TEXTO MOSTRADO
+-------+

El recién reelegido presidente de Brasil, Lula da Silva. | Zuma Press

La pasada Semana Santa me tomé veinte días de vacaciones y me fui a Brasil. Iba acompañando a mi amigo C., un empresario argentino que ha pasado media vida en aquel país y que tenía que solucionar unos negocios que dejó allí pendientes. Estuvimos en Río de Janeiro y más tarde en Búzios. En Búzios llevábamos una vida muy parecida a la de Don Juan, aquel que a los palacios subió y a las cabañas bajó. Pero sin novicias.

Por las mañanas desayunábamos en la panaria. Una panadería a la que nunca van los turistas. Allí solíamos hablar con los ancianos del lugar, hombres y mujeres que habían contemplado cómo Armação dos Búzios  pasó de ser un pueblecito pesquero  dejado de la mano de Dios a la Ibiza de Brasil.

+-------+

[Una serie de registros]
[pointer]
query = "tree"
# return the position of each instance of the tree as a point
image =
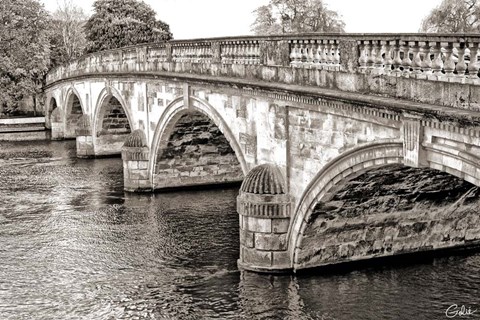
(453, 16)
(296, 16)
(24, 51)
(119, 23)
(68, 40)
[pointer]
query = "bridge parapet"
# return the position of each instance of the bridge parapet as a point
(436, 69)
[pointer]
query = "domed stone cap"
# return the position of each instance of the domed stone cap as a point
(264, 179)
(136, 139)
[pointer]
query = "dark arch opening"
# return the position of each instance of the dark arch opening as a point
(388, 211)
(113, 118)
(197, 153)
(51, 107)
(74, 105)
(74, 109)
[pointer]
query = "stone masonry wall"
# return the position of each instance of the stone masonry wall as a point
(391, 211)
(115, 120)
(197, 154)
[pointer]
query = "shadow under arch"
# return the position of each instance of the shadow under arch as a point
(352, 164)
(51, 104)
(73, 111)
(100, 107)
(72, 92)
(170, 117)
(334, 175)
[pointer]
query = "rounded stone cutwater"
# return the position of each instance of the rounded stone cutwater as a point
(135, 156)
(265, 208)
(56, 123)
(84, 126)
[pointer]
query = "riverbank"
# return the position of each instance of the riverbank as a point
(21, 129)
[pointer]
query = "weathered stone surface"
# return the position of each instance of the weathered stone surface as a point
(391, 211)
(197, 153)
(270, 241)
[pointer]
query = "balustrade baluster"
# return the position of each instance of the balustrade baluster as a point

+-------+

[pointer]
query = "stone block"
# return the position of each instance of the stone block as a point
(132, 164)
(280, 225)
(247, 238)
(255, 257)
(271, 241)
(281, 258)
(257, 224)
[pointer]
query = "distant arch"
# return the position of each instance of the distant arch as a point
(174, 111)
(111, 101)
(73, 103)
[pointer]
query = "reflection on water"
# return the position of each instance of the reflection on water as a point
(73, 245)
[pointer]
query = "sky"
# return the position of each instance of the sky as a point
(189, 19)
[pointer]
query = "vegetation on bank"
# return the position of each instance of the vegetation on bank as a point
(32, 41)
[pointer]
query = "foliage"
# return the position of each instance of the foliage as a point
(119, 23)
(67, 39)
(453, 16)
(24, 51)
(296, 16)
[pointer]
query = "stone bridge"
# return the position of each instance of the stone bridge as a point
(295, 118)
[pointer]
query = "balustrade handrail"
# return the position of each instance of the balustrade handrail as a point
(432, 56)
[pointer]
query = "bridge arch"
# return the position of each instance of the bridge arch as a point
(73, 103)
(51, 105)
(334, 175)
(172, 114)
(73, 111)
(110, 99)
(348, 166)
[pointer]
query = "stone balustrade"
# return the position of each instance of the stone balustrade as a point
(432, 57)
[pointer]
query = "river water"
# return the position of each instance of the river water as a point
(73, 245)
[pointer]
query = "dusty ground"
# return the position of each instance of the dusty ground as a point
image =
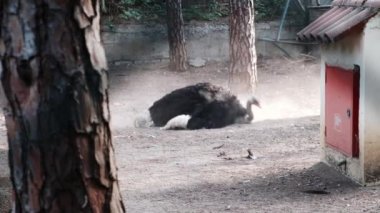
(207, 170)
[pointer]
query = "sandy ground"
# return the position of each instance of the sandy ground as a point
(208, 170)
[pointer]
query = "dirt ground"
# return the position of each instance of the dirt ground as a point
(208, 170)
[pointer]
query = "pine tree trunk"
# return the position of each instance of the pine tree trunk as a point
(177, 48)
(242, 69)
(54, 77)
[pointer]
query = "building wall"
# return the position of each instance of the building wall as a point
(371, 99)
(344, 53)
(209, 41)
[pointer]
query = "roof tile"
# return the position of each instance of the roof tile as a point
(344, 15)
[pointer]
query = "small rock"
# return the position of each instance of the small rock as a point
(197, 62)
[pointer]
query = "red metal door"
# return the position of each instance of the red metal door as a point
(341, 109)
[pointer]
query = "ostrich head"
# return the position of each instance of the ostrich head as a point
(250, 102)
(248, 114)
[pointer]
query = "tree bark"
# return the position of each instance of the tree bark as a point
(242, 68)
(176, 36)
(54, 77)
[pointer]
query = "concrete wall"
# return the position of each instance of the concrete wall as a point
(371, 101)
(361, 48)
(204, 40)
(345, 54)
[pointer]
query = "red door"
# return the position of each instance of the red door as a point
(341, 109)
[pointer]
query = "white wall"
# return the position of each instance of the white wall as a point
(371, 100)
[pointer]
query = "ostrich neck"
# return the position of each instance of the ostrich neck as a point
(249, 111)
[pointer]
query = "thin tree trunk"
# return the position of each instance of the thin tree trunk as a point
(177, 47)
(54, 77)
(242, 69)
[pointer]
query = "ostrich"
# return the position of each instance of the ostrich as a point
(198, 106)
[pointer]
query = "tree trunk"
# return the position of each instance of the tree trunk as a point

+-------+

INDICACIÓN 1
Copia otra vez el texto mostrado desde "El recién reelegido" hasta "Pero sin novicias.", reemplazando "Brasil" por "Portugal".
INDICACIÓN 2
Según el texto mostrado, ¿dónde desayunaban por las mañanas en Búzios?
INDICACIÓN 3
Di si cada frase coincide con el texto mostrado, con un sí o un no y las palabras del texto que lo deciden, citadas tal cual: (a) C. es un empresario argentino. (b) Las vacaciones duraron un mes. (c) Los turistas suelen ir a la panaria.
El listado no hace falta para nada.

RESULTADO 1
El recién reelegido presidente de Portugal, Lula da Silva. | Zuma Press

La pasada Semana Santa me tomé veinte días de vacaciones y me fui a Portugal. Iba acompañando a mi amigo C., un empresario argentino que ha pasado media vida en aquel país y que tenía que solucionar unos negocios que dejó allí pendientes. Estuvimos en Río de Janeiro y más tarde en Búzios. En Búzios llevábamos una vida muy parecida a la de Don Juan, aquel que a los palacios subió y a las cabañas bajó. Pero sin novicias.

RESULTADO 2
En la panaria, una panadería a la que nunca van los turistas.

RESULTADO 3
(a) Sí: «un empresario argentino que ha pasado media vida en aquel país».
(b) No: «me tomé veinte días de vacaciones».
(c) No: «Una panadería a la que nunca van los turistas».